» TASK: Copy out the listing below line for line, keeping every word, number, and mark unchanged.

--- BEGIN ---

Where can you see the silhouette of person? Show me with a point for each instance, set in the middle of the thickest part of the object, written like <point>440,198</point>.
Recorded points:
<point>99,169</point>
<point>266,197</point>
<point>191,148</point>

--- END ---

» EXERCISE ANSWER:
Where can you see the silhouette of person? Show me with a point for each instance, set in the middle of the thickest part of the object, written like <point>440,198</point>.
Recorded points:
<point>99,169</point>
<point>266,197</point>
<point>191,148</point>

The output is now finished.